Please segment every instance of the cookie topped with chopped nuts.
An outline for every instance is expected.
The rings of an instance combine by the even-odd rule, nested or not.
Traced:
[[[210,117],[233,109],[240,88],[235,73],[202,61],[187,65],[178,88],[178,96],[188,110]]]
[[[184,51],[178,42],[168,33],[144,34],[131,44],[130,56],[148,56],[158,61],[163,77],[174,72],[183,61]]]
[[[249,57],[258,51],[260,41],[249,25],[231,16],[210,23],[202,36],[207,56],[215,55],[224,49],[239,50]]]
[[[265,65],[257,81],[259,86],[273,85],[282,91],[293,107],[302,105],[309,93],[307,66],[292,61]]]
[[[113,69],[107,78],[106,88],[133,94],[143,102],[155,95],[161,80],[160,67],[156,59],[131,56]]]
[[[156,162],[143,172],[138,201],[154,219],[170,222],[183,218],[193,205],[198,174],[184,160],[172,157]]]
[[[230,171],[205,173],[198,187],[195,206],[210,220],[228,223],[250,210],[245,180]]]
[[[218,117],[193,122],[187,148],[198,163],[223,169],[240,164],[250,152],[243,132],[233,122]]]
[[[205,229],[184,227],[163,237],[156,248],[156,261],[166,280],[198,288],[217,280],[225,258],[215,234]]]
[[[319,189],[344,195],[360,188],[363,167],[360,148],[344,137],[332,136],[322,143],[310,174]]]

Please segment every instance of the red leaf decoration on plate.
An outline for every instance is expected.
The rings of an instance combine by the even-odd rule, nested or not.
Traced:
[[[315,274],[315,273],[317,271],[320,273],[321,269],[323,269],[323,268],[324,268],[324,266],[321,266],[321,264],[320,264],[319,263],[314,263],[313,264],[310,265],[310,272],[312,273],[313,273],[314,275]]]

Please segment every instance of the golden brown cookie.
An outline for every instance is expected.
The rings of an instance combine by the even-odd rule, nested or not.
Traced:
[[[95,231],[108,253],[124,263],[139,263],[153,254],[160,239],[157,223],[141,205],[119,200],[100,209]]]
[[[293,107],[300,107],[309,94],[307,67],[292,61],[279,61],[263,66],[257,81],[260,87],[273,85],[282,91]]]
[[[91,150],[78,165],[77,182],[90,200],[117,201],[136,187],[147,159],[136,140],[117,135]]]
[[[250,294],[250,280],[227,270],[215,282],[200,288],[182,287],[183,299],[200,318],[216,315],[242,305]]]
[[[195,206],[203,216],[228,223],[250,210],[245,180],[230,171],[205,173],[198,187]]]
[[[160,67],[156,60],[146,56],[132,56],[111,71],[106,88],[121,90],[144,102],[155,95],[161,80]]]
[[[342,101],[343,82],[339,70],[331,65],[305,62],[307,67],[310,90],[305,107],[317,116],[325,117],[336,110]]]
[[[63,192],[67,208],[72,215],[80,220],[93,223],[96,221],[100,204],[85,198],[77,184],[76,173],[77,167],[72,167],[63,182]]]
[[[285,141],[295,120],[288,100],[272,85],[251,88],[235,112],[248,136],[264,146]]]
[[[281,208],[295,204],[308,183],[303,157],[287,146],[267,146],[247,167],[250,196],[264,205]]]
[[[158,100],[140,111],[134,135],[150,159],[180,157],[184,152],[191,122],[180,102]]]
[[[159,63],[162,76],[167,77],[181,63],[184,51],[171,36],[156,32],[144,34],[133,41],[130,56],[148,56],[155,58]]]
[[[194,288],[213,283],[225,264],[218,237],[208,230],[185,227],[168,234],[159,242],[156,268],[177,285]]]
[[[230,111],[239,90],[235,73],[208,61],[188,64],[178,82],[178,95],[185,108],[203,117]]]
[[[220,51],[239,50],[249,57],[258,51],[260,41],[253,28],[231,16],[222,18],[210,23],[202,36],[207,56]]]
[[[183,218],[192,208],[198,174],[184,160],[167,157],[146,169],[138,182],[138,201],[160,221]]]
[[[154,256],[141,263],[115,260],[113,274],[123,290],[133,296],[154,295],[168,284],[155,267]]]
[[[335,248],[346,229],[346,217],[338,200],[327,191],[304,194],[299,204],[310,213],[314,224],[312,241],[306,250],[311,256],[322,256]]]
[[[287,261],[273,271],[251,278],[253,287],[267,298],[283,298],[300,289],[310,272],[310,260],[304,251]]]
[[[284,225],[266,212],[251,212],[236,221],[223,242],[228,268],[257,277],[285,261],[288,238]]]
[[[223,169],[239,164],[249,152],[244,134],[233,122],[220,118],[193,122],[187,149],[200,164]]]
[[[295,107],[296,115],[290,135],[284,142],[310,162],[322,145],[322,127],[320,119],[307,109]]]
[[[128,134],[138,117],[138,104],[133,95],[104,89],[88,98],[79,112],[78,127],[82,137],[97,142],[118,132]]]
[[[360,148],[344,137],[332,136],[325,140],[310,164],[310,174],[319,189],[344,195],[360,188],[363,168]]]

CHALLENGE =>
From the listing above, copy out every line that contains the word "cookie".

RIGHT ANSWER =>
Please segment every instance of the cookie topped with chopped nuts.
Please segment every instance of the golden brown cookie.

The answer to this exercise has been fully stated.